== THE TASK ==
Extract every line of the entries below that contains the string "lawn", matching case exactly.
• • • •
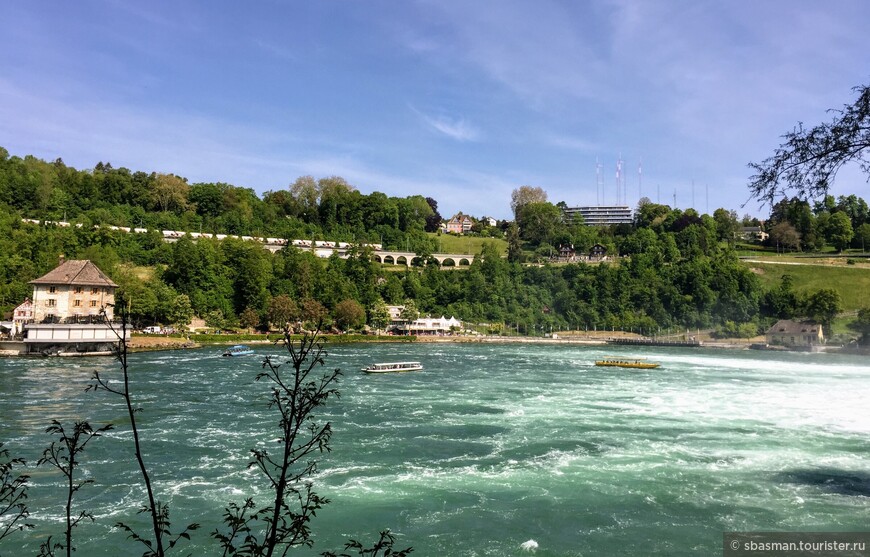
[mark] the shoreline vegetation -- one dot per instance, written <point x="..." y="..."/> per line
<point x="145" y="343"/>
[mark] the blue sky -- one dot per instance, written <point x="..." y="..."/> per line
<point x="457" y="100"/>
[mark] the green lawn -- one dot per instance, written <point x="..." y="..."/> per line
<point x="448" y="243"/>
<point x="851" y="281"/>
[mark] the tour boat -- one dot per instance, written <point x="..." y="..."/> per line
<point x="636" y="363"/>
<point x="391" y="367"/>
<point x="238" y="350"/>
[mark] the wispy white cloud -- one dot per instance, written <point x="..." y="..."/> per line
<point x="275" y="49"/>
<point x="454" y="128"/>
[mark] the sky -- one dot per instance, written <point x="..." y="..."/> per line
<point x="462" y="101"/>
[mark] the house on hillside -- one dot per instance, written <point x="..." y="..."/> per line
<point x="752" y="234"/>
<point x="72" y="310"/>
<point x="597" y="253"/>
<point x="21" y="316"/>
<point x="459" y="224"/>
<point x="567" y="253"/>
<point x="795" y="334"/>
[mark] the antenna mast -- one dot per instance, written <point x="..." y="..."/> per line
<point x="620" y="179"/>
<point x="598" y="184"/>
<point x="639" y="180"/>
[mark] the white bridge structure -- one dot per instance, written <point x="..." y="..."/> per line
<point x="320" y="248"/>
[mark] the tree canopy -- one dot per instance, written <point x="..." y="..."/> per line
<point x="807" y="163"/>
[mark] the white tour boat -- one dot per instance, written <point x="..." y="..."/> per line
<point x="392" y="367"/>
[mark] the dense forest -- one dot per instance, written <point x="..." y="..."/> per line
<point x="676" y="268"/>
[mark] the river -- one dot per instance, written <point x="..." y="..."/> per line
<point x="488" y="447"/>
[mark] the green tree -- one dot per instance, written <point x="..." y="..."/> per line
<point x="282" y="310"/>
<point x="784" y="235"/>
<point x="215" y="319"/>
<point x="539" y="223"/>
<point x="313" y="312"/>
<point x="409" y="311"/>
<point x="823" y="305"/>
<point x="524" y="195"/>
<point x="379" y="315"/>
<point x="840" y="231"/>
<point x="726" y="224"/>
<point x="181" y="313"/>
<point x="349" y="314"/>
<point x="515" y="249"/>
<point x="249" y="318"/>
<point x="810" y="158"/>
<point x="170" y="192"/>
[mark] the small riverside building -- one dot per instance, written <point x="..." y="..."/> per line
<point x="795" y="334"/>
<point x="67" y="311"/>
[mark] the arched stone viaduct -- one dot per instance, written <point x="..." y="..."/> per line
<point x="407" y="258"/>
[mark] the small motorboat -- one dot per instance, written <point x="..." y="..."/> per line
<point x="238" y="350"/>
<point x="635" y="363"/>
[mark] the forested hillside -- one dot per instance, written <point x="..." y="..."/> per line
<point x="673" y="269"/>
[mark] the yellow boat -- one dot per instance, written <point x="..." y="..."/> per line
<point x="635" y="363"/>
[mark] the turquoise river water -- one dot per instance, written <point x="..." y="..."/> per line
<point x="488" y="447"/>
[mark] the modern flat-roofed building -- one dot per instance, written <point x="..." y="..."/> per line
<point x="601" y="215"/>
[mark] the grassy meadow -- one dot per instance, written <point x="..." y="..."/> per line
<point x="852" y="282"/>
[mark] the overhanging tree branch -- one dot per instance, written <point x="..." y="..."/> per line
<point x="807" y="163"/>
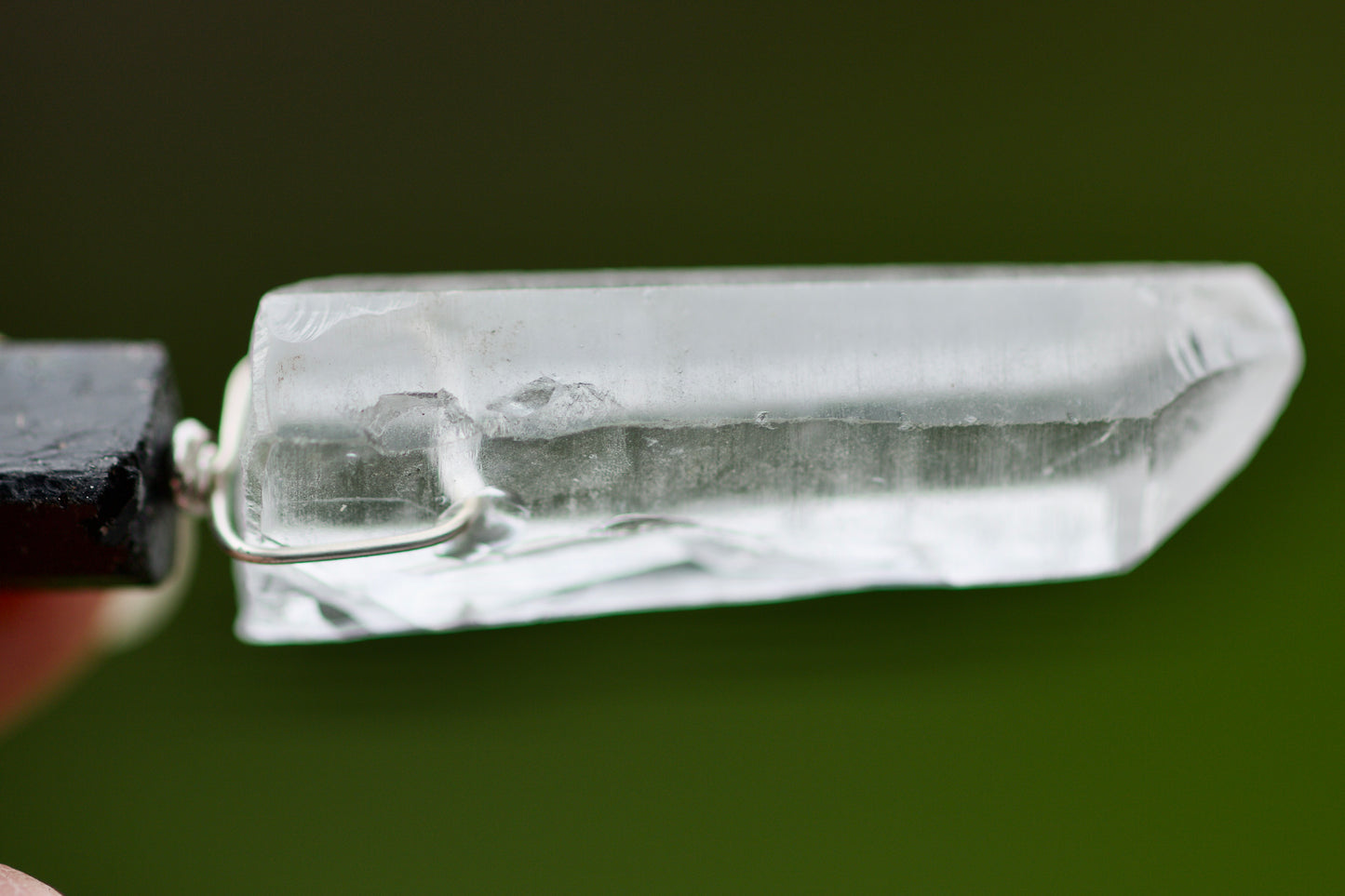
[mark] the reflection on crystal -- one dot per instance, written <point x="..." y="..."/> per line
<point x="677" y="439"/>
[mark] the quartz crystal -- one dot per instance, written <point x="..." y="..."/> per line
<point x="656" y="439"/>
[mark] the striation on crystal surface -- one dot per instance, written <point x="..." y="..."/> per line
<point x="655" y="439"/>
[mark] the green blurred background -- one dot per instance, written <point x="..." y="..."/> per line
<point x="1177" y="729"/>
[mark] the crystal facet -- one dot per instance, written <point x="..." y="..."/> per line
<point x="653" y="439"/>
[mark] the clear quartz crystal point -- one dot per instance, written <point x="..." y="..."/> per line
<point x="656" y="439"/>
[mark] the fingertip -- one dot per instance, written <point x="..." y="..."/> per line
<point x="45" y="636"/>
<point x="15" y="883"/>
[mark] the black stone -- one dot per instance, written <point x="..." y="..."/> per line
<point x="87" y="463"/>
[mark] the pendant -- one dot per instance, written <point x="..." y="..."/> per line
<point x="435" y="452"/>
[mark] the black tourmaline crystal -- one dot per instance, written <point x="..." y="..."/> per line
<point x="85" y="461"/>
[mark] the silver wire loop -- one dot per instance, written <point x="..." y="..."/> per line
<point x="206" y="475"/>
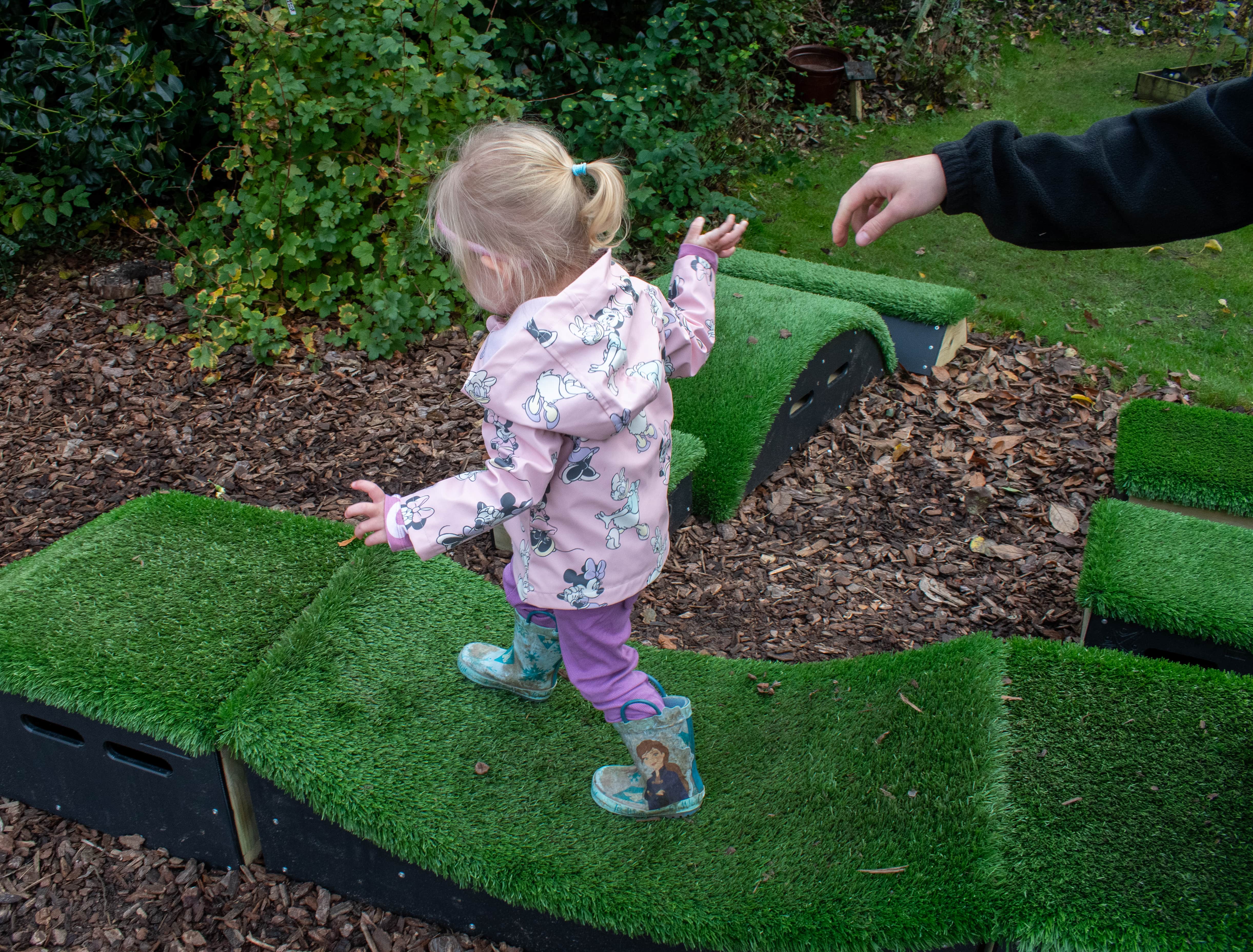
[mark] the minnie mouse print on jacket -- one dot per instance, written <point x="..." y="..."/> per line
<point x="577" y="423"/>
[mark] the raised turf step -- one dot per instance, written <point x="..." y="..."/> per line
<point x="1172" y="574"/>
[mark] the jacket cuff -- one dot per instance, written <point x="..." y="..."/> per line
<point x="957" y="173"/>
<point x="398" y="539"/>
<point x="701" y="252"/>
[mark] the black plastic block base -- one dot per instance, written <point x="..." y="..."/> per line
<point x="834" y="378"/>
<point x="117" y="782"/>
<point x="681" y="503"/>
<point x="304" y="846"/>
<point x="1105" y="632"/>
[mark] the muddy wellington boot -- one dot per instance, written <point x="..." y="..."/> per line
<point x="528" y="668"/>
<point x="663" y="780"/>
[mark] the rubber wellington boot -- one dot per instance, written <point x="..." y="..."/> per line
<point x="528" y="668"/>
<point x="663" y="781"/>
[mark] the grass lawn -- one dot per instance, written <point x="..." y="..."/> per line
<point x="1060" y="90"/>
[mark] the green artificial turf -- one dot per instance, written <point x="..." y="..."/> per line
<point x="908" y="300"/>
<point x="1180" y="309"/>
<point x="1158" y="855"/>
<point x="361" y="713"/>
<point x="1170" y="572"/>
<point x="735" y="399"/>
<point x="687" y="451"/>
<point x="148" y="617"/>
<point x="1188" y="455"/>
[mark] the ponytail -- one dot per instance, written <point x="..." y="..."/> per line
<point x="606" y="212"/>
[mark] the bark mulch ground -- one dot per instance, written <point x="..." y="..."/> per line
<point x="934" y="508"/>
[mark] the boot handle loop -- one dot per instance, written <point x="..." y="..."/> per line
<point x="549" y="614"/>
<point x="622" y="711"/>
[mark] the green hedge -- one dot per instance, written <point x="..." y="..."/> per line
<point x="1187" y="455"/>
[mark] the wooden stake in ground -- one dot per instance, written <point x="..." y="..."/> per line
<point x="859" y="72"/>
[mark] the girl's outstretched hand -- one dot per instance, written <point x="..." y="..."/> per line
<point x="722" y="240"/>
<point x="373" y="529"/>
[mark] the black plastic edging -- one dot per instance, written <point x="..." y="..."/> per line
<point x="822" y="391"/>
<point x="307" y="849"/>
<point x="116" y="781"/>
<point x="681" y="503"/>
<point x="1108" y="632"/>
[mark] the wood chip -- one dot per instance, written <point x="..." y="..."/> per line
<point x="901" y="696"/>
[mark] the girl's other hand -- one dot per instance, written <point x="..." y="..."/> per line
<point x="722" y="240"/>
<point x="373" y="529"/>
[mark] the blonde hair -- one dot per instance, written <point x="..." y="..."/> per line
<point x="512" y="191"/>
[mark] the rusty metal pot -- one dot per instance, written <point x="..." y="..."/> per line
<point x="818" y="72"/>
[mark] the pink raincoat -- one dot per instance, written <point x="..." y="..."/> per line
<point x="577" y="423"/>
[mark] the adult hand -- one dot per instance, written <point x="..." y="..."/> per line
<point x="908" y="187"/>
<point x="722" y="240"/>
<point x="373" y="529"/>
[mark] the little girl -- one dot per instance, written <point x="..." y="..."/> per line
<point x="577" y="423"/>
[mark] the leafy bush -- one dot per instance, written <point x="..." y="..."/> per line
<point x="671" y="98"/>
<point x="100" y="100"/>
<point x="339" y="131"/>
<point x="340" y="114"/>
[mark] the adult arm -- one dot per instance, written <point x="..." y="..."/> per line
<point x="1159" y="175"/>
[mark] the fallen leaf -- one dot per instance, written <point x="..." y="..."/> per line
<point x="1063" y="519"/>
<point x="1004" y="444"/>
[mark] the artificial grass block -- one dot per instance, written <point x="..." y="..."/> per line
<point x="908" y="300"/>
<point x="1170" y="572"/>
<point x="735" y="400"/>
<point x="361" y="713"/>
<point x="148" y="617"/>
<point x="1157" y="854"/>
<point x="687" y="451"/>
<point x="1187" y="455"/>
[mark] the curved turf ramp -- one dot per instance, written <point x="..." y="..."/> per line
<point x="363" y="715"/>
<point x="687" y="451"/>
<point x="1186" y="455"/>
<point x="118" y="644"/>
<point x="1168" y="573"/>
<point x="785" y="362"/>
<point x="907" y="300"/>
<point x="1129" y="801"/>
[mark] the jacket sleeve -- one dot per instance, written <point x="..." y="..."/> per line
<point x="522" y="461"/>
<point x="687" y="318"/>
<point x="1155" y="176"/>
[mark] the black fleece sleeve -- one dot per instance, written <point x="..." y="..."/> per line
<point x="1180" y="171"/>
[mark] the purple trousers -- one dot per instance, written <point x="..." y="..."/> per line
<point x="597" y="657"/>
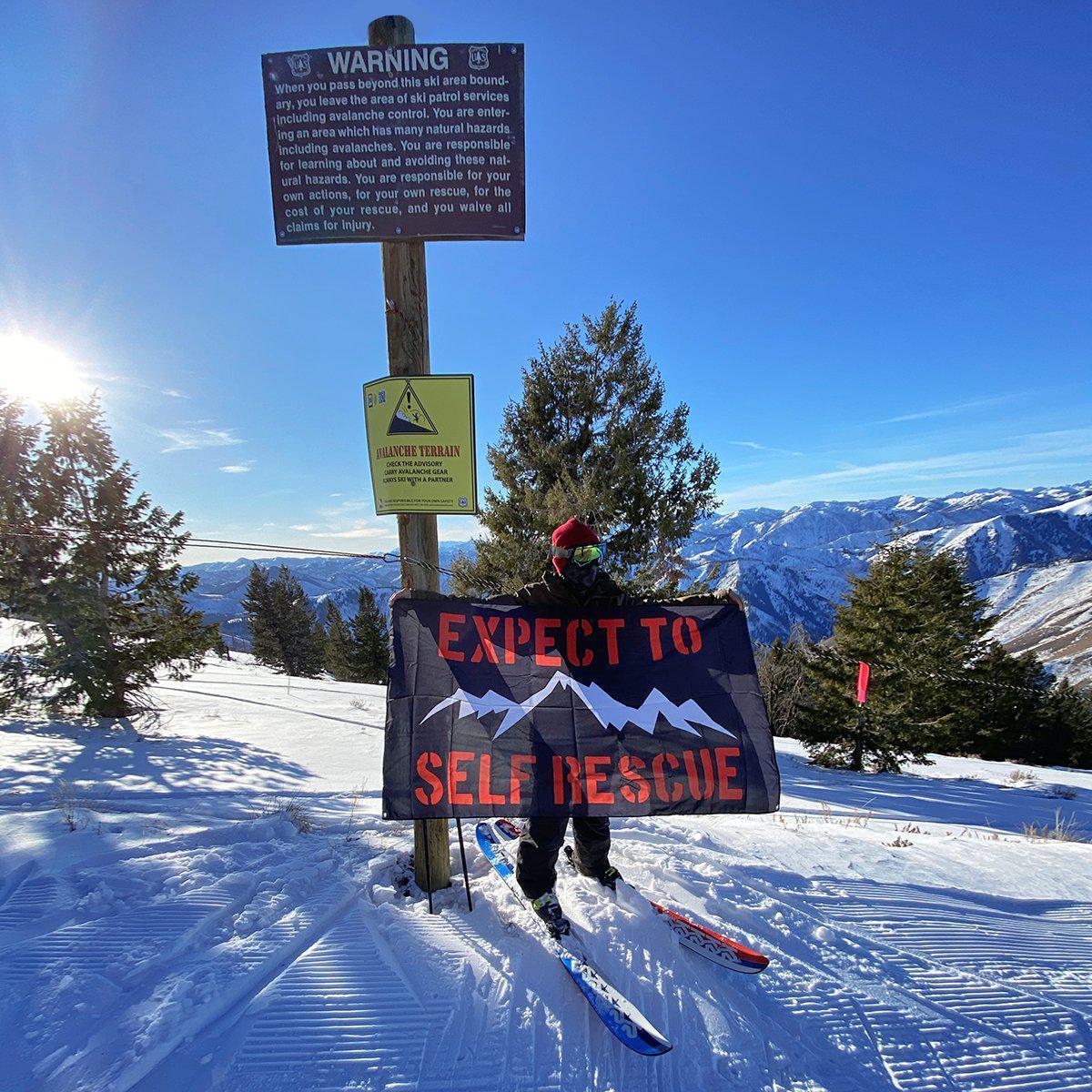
• • • •
== ANSWER TO THIS EXERCISE ==
[mark] the green lawn -- one dot per instance, written <point x="..." y="..."/> per line
[mark] the grass lawn -- one dot per instance, written <point x="..." y="..."/> per line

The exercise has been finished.